→ LISTING

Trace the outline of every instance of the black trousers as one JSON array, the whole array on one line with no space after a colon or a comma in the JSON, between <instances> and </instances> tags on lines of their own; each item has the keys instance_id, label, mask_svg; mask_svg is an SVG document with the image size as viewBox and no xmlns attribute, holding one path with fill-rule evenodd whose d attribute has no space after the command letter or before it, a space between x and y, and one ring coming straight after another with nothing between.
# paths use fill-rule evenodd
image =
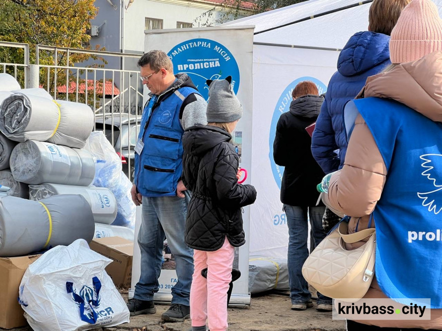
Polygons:
<instances>
[{"instance_id":1,"label":"black trousers","mask_svg":"<svg viewBox=\"0 0 442 331\"><path fill-rule=\"evenodd\" d=\"M367 325L358 323L354 321L347 320L347 331L418 331L423 329L401 329L400 328L380 328L373 325ZM437 331L434 329L427 331Z\"/></svg>"}]
</instances>

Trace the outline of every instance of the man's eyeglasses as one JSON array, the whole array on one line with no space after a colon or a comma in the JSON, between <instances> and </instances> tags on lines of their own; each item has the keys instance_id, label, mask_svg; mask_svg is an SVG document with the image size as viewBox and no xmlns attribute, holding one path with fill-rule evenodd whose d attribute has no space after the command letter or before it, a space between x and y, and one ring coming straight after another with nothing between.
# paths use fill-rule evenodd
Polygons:
<instances>
[{"instance_id":1,"label":"man's eyeglasses","mask_svg":"<svg viewBox=\"0 0 442 331\"><path fill-rule=\"evenodd\" d=\"M160 69L159 70L157 70L156 71L155 71L155 72L152 72L148 76L140 76L140 79L142 80L142 81L143 80L149 80L149 78L150 77L150 76L152 75L153 75L154 73L156 73L157 72L159 71L159 70L161 70L161 69Z\"/></svg>"}]
</instances>

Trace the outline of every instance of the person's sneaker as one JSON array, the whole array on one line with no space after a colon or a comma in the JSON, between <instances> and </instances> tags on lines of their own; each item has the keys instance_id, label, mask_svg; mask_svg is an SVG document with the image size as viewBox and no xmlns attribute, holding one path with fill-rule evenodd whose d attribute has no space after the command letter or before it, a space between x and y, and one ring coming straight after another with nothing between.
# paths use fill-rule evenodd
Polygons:
<instances>
[{"instance_id":1,"label":"person's sneaker","mask_svg":"<svg viewBox=\"0 0 442 331\"><path fill-rule=\"evenodd\" d=\"M318 312L331 312L333 309L333 306L326 303L320 303L316 307L316 310Z\"/></svg>"},{"instance_id":2,"label":"person's sneaker","mask_svg":"<svg viewBox=\"0 0 442 331\"><path fill-rule=\"evenodd\" d=\"M179 303L172 303L161 316L164 322L183 322L190 318L190 307Z\"/></svg>"},{"instance_id":3,"label":"person's sneaker","mask_svg":"<svg viewBox=\"0 0 442 331\"><path fill-rule=\"evenodd\" d=\"M133 298L128 301L127 307L131 316L142 314L155 314L156 312L156 308L155 308L153 301L146 301Z\"/></svg>"},{"instance_id":4,"label":"person's sneaker","mask_svg":"<svg viewBox=\"0 0 442 331\"><path fill-rule=\"evenodd\" d=\"M311 301L303 303L292 304L292 310L305 310L307 308L311 308L312 307L313 307L313 302Z\"/></svg>"}]
</instances>

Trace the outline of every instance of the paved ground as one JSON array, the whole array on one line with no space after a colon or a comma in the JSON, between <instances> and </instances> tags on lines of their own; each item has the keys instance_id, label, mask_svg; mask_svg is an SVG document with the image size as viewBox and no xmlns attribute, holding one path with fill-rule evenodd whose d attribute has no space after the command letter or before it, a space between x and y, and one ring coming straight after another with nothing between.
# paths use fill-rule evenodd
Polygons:
<instances>
[{"instance_id":1,"label":"paved ground","mask_svg":"<svg viewBox=\"0 0 442 331\"><path fill-rule=\"evenodd\" d=\"M125 298L127 294L123 293ZM320 313L314 308L303 312L290 310L287 293L271 293L252 297L250 307L229 308L229 331L343 331L344 322L332 320L331 313ZM181 323L162 323L161 315L168 306L157 306L153 315L131 318L129 324L96 331L187 331L188 320ZM29 327L11 331L29 331ZM48 330L48 331L51 331Z\"/></svg>"}]
</instances>

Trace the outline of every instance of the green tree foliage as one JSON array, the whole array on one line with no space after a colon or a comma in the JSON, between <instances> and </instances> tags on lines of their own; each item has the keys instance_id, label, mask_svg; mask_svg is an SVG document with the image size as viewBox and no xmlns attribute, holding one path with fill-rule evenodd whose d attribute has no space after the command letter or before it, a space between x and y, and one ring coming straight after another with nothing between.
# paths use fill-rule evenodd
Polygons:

→ PROBLEM
Make an exact copy of every line from the one with "Trace the outline of every instance of the paved" to the end of the data, with the first and last of those lines included.

→ FINAL RESULT
Trace the outline of every instance of the paved ground as one JSON array, the whole array on one line with no space after a colon or a comma in the JSON, between <instances> and </instances> tags on lines of their own; each item has the keys instance_id, label, mask_svg; mask_svg is an SVG document with the image size as viewBox and no xmlns attribute, holding one path with fill-rule evenodd whose d attribute has no space after the command letter or before it, a space between x and y, and one ring coming straight after another with nothing between.
# paths use fill-rule evenodd
Polygons:
<instances>
[{"instance_id":1,"label":"paved ground","mask_svg":"<svg viewBox=\"0 0 442 331\"><path fill-rule=\"evenodd\" d=\"M125 298L127 294L123 293ZM320 313L314 308L303 312L290 310L287 293L271 293L252 297L250 307L229 308L229 331L343 331L344 322L332 320L331 313ZM181 323L162 323L161 315L168 306L157 306L153 315L131 318L129 324L96 331L187 331L188 320ZM29 327L11 331L29 331ZM48 330L48 331L51 331Z\"/></svg>"}]
</instances>

Trace the outline of every instance of the green tree foliage as one JSON array, the whole array on one line with no space after a colon or a comma in the JSON, between <instances> and </instances> tags on lines of their own; each item has the keys instance_id, label, mask_svg; mask_svg is an SVG document with the image size as viewBox and no xmlns attribute, holding one path with fill-rule evenodd whose d attribute has no space after the command letter or before it, a space between x and y, and one ring coming straight after another with nothing between.
# paths use fill-rule evenodd
Polygons:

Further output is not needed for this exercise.